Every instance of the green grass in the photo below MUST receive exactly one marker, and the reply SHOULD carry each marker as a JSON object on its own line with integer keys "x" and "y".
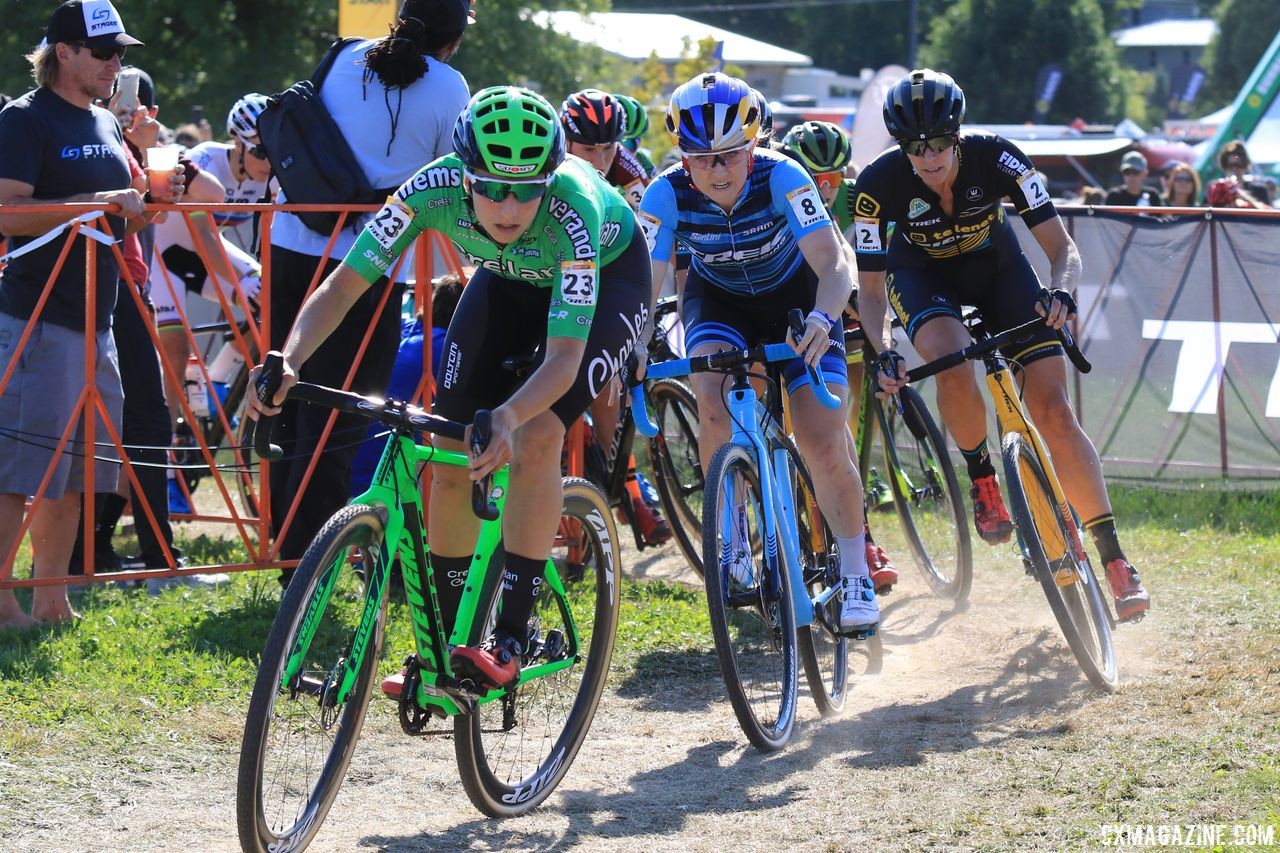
{"x": 174, "y": 671}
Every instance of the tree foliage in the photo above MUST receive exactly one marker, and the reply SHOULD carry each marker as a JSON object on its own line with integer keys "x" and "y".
{"x": 1246, "y": 30}
{"x": 995, "y": 49}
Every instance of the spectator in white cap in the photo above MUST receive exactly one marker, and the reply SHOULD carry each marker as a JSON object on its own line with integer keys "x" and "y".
{"x": 1134, "y": 191}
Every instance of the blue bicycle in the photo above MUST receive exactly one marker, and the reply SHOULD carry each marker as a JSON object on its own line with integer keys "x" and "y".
{"x": 769, "y": 562}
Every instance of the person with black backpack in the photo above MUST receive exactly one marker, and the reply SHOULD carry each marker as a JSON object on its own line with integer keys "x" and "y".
{"x": 394, "y": 101}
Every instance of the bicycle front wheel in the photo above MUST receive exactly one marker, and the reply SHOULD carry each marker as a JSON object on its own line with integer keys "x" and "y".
{"x": 823, "y": 649}
{"x": 307, "y": 703}
{"x": 927, "y": 496}
{"x": 677, "y": 471}
{"x": 513, "y": 751}
{"x": 749, "y": 603}
{"x": 1051, "y": 541}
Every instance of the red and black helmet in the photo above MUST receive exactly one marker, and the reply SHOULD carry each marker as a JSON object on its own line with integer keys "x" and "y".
{"x": 593, "y": 117}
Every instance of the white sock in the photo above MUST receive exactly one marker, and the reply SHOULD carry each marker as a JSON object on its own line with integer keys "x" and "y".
{"x": 853, "y": 556}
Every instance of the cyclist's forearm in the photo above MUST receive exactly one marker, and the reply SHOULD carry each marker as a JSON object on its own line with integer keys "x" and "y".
{"x": 321, "y": 314}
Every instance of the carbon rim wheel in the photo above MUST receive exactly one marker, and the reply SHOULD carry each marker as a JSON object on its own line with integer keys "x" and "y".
{"x": 300, "y": 735}
{"x": 513, "y": 751}
{"x": 752, "y": 616}
{"x": 1051, "y": 543}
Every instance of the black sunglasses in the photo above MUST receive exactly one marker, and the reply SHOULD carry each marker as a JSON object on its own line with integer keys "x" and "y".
{"x": 938, "y": 144}
{"x": 103, "y": 54}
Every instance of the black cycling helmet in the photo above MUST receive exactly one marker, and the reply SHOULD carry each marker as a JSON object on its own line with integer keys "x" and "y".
{"x": 923, "y": 104}
{"x": 593, "y": 117}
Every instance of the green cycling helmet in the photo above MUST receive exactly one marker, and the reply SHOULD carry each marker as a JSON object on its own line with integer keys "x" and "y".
{"x": 819, "y": 146}
{"x": 638, "y": 119}
{"x": 510, "y": 131}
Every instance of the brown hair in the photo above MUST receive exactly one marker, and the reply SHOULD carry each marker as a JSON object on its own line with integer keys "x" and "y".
{"x": 44, "y": 65}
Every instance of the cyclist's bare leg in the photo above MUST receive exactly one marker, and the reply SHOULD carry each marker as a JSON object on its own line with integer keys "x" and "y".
{"x": 1074, "y": 456}
{"x": 960, "y": 401}
{"x": 824, "y": 443}
{"x": 529, "y": 525}
{"x": 177, "y": 350}
{"x": 604, "y": 420}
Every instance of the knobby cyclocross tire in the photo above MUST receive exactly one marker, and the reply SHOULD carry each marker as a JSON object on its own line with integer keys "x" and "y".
{"x": 677, "y": 471}
{"x": 1050, "y": 539}
{"x": 927, "y": 495}
{"x": 513, "y": 752}
{"x": 753, "y": 617}
{"x": 298, "y": 738}
{"x": 823, "y": 651}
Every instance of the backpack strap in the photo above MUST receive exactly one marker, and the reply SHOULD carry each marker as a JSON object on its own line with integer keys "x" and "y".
{"x": 327, "y": 62}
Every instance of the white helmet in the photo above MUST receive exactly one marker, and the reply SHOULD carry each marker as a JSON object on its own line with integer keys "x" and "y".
{"x": 242, "y": 121}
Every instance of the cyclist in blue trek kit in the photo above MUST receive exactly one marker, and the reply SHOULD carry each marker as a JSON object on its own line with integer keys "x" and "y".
{"x": 952, "y": 246}
{"x": 760, "y": 243}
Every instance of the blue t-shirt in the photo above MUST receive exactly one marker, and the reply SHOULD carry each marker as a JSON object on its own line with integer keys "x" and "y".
{"x": 62, "y": 150}
{"x": 750, "y": 249}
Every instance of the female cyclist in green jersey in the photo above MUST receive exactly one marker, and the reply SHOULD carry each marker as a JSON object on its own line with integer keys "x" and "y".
{"x": 549, "y": 238}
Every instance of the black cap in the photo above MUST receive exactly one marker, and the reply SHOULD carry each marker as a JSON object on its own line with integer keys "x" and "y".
{"x": 439, "y": 16}
{"x": 95, "y": 22}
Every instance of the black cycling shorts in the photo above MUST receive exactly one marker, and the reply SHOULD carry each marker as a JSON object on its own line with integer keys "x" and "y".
{"x": 501, "y": 318}
{"x": 1002, "y": 286}
{"x": 714, "y": 315}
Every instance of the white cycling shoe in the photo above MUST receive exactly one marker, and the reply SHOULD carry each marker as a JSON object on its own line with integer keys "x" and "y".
{"x": 859, "y": 610}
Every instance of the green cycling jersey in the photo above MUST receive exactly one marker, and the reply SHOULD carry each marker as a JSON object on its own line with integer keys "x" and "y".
{"x": 581, "y": 226}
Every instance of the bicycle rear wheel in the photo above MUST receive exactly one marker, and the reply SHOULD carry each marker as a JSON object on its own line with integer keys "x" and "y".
{"x": 512, "y": 752}
{"x": 1051, "y": 541}
{"x": 823, "y": 651}
{"x": 677, "y": 471}
{"x": 927, "y": 496}
{"x": 752, "y": 615}
{"x": 302, "y": 720}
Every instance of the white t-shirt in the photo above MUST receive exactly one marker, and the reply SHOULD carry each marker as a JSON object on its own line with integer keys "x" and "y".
{"x": 425, "y": 112}
{"x": 214, "y": 158}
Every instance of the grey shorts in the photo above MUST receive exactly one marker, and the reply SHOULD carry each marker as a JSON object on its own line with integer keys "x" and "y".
{"x": 39, "y": 402}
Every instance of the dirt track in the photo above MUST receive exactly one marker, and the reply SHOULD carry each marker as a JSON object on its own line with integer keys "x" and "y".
{"x": 977, "y": 720}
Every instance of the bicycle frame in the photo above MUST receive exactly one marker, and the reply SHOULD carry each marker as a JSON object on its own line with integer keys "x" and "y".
{"x": 396, "y": 493}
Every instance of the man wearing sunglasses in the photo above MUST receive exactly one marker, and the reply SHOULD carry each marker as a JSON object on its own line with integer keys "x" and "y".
{"x": 549, "y": 238}
{"x": 58, "y": 146}
{"x": 951, "y": 246}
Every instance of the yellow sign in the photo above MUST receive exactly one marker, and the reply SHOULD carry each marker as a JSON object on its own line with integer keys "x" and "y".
{"x": 365, "y": 18}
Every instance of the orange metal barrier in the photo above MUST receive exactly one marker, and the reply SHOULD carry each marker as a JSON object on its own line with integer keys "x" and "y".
{"x": 434, "y": 255}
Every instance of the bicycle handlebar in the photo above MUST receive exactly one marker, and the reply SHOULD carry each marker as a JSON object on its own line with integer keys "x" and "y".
{"x": 991, "y": 343}
{"x": 388, "y": 411}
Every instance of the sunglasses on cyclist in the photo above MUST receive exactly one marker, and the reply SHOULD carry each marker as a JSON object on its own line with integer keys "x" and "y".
{"x": 936, "y": 144}
{"x": 704, "y": 160}
{"x": 103, "y": 54}
{"x": 498, "y": 190}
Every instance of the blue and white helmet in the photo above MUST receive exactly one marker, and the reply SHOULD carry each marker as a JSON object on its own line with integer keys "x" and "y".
{"x": 713, "y": 112}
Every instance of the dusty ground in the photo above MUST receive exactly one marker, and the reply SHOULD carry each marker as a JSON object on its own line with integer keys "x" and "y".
{"x": 978, "y": 733}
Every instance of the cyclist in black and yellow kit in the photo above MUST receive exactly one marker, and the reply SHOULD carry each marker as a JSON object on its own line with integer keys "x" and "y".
{"x": 952, "y": 246}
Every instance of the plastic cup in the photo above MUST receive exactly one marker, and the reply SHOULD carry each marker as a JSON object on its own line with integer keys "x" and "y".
{"x": 161, "y": 164}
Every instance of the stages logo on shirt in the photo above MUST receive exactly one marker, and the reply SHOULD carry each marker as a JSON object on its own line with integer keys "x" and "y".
{"x": 91, "y": 151}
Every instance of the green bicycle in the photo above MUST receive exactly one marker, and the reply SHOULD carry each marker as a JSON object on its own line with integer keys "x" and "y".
{"x": 320, "y": 662}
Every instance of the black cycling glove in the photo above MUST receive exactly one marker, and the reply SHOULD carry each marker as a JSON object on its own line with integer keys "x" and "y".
{"x": 1061, "y": 296}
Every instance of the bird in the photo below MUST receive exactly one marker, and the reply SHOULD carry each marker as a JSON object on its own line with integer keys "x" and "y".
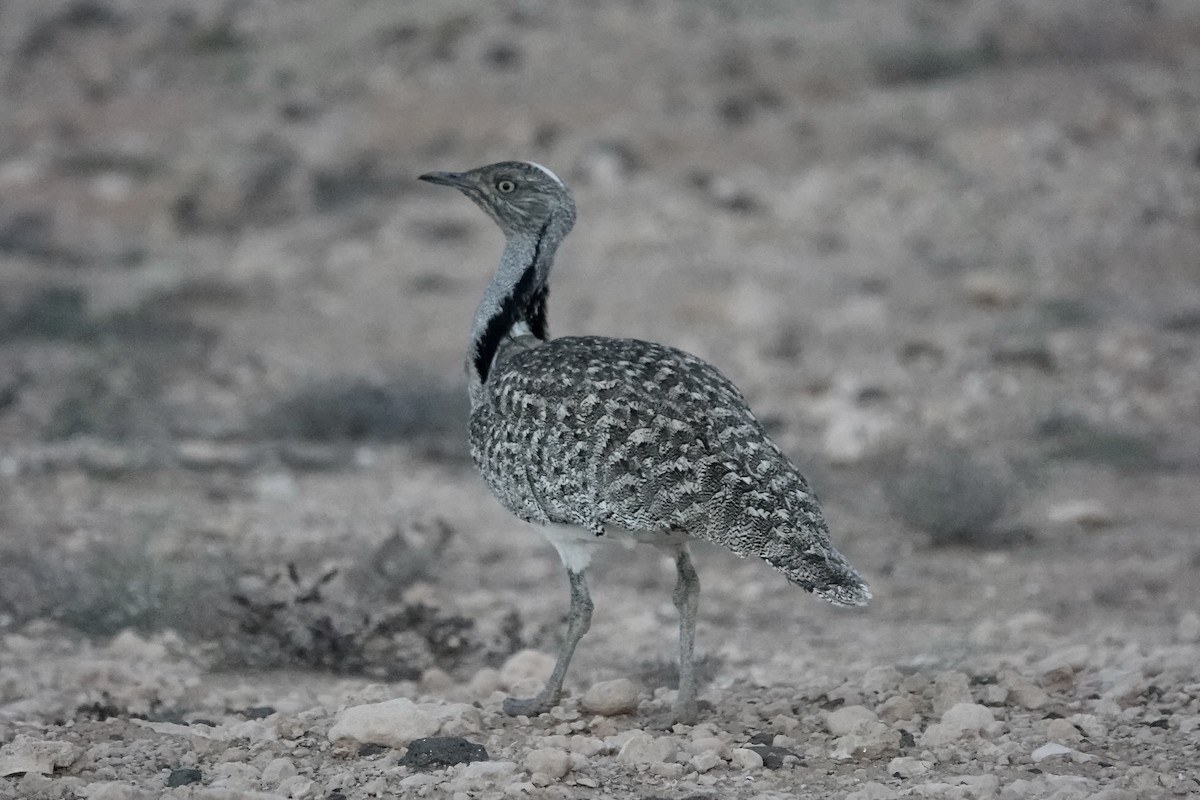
{"x": 595, "y": 439}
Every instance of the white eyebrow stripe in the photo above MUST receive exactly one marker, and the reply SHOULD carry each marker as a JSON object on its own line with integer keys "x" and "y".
{"x": 557, "y": 179}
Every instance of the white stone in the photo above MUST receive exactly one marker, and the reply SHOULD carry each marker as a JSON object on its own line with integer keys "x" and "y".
{"x": 881, "y": 680}
{"x": 709, "y": 744}
{"x": 586, "y": 746}
{"x": 1050, "y": 750}
{"x": 551, "y": 762}
{"x": 1021, "y": 691}
{"x": 393, "y": 723}
{"x": 611, "y": 698}
{"x": 526, "y": 667}
{"x": 745, "y": 759}
{"x": 484, "y": 683}
{"x": 1084, "y": 513}
{"x": 850, "y": 719}
{"x": 643, "y": 749}
{"x": 1062, "y": 732}
{"x": 28, "y": 755}
{"x": 873, "y": 791}
{"x": 907, "y": 768}
{"x": 961, "y": 721}
{"x": 455, "y": 719}
{"x": 899, "y": 708}
{"x": 871, "y": 741}
{"x": 298, "y": 787}
{"x": 949, "y": 690}
{"x": 276, "y": 771}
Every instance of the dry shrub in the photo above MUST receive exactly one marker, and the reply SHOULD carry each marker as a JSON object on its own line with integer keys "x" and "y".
{"x": 952, "y": 493}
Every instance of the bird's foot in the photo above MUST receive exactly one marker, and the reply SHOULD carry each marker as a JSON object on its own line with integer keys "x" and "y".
{"x": 529, "y": 707}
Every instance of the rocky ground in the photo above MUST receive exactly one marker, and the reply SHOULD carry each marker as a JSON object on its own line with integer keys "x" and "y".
{"x": 951, "y": 252}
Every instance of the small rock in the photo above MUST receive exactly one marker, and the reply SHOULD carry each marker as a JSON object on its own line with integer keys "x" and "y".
{"x": 990, "y": 289}
{"x": 298, "y": 787}
{"x": 670, "y": 770}
{"x": 1059, "y": 669}
{"x": 949, "y": 690}
{"x": 1089, "y": 515}
{"x": 526, "y": 666}
{"x": 881, "y": 680}
{"x": 1062, "y": 731}
{"x": 773, "y": 756}
{"x": 871, "y": 741}
{"x": 472, "y": 777}
{"x": 1090, "y": 725}
{"x": 202, "y": 455}
{"x": 586, "y": 746}
{"x": 277, "y": 770}
{"x": 551, "y": 762}
{"x": 456, "y": 719}
{"x": 1128, "y": 692}
{"x": 484, "y": 683}
{"x": 907, "y": 768}
{"x": 1021, "y": 691}
{"x": 643, "y": 749}
{"x": 436, "y": 681}
{"x": 899, "y": 708}
{"x": 1050, "y": 750}
{"x": 708, "y": 744}
{"x": 745, "y": 759}
{"x": 184, "y": 776}
{"x": 706, "y": 762}
{"x": 873, "y": 791}
{"x": 963, "y": 721}
{"x": 442, "y": 751}
{"x": 850, "y": 719}
{"x": 611, "y": 698}
{"x": 28, "y": 755}
{"x": 394, "y": 723}
{"x": 852, "y": 435}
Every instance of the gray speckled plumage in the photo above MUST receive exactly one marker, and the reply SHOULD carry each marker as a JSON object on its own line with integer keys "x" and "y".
{"x": 610, "y": 435}
{"x": 595, "y": 432}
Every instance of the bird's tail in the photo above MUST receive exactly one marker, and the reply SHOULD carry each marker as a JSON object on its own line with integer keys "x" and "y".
{"x": 816, "y": 566}
{"x": 786, "y": 529}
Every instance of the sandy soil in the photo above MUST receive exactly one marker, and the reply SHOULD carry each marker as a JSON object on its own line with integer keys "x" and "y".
{"x": 951, "y": 252}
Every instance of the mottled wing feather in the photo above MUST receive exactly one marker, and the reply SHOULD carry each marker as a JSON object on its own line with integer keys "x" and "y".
{"x": 595, "y": 432}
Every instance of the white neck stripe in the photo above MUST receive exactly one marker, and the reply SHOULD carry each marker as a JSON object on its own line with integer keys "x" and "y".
{"x": 557, "y": 179}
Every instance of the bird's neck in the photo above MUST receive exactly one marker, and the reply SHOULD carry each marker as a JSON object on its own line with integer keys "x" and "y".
——————
**PROBLEM DESCRIPTION**. From the line holding "Every instance of the sandy" down to the final line above, quote every line exactly and only those lines.

**CORRECT RESPONSE**.
Every instance of the sandy soil in the photo above MUST receive exactly one marker, and the reply SHOULD carry each marker as a JSON object on its own line with integer keys "x" and "y".
{"x": 951, "y": 252}
Every instance of the mottled wing feather in the photo above MUST receive exactly one marker, and the reply SHOULD carry each marker as a JSON object on its own line with integer keys "x" and "y".
{"x": 595, "y": 432}
Every instance of the white neck stripe in the photo above MUST receive exactly one marker, and the reply SHOULD carry each marker as a JSON object on its own line with integer keys "x" and "y".
{"x": 557, "y": 179}
Every instance of the bird's neck in the photo above MUST receive exactly one marker, and the reply SHOULD carry each marker as a JSON object on its own line with integer keys "x" and "y".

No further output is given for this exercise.